_Aim of the task_
Please print all of the data below verbatim, leaving out the pictures.

[Opening Listed entries section]

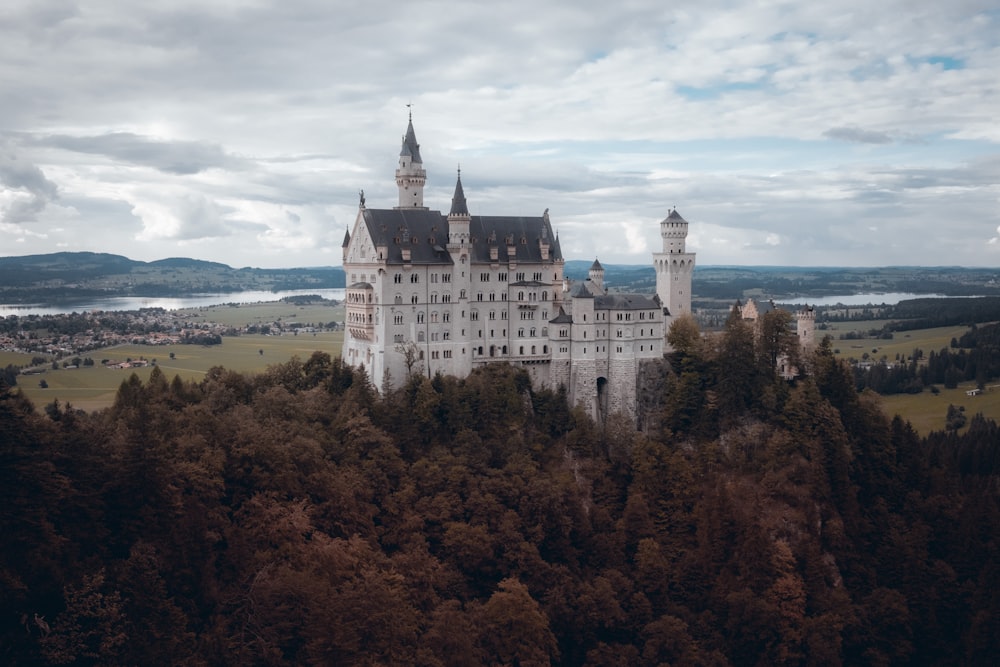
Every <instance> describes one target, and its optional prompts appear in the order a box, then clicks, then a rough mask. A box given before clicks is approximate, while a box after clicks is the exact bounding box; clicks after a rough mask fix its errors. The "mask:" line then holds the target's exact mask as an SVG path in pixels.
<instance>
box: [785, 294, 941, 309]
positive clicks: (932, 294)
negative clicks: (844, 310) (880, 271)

[Closing Listed entries section]

_Problem solution_
Every <instance> describes one target, and its optional prompts appear in the order a box, then clicks, then a rough mask. A box given before clicks is approximate, while a box after clicks is the exact bounding box; clicks after a rough mask fix its errors. The "mask:" line then holds the target's exact mask as an SVG path in pixels.
<instance>
box: [785, 294, 941, 309]
positive clicks: (932, 294)
negative clicks: (844, 310) (880, 271)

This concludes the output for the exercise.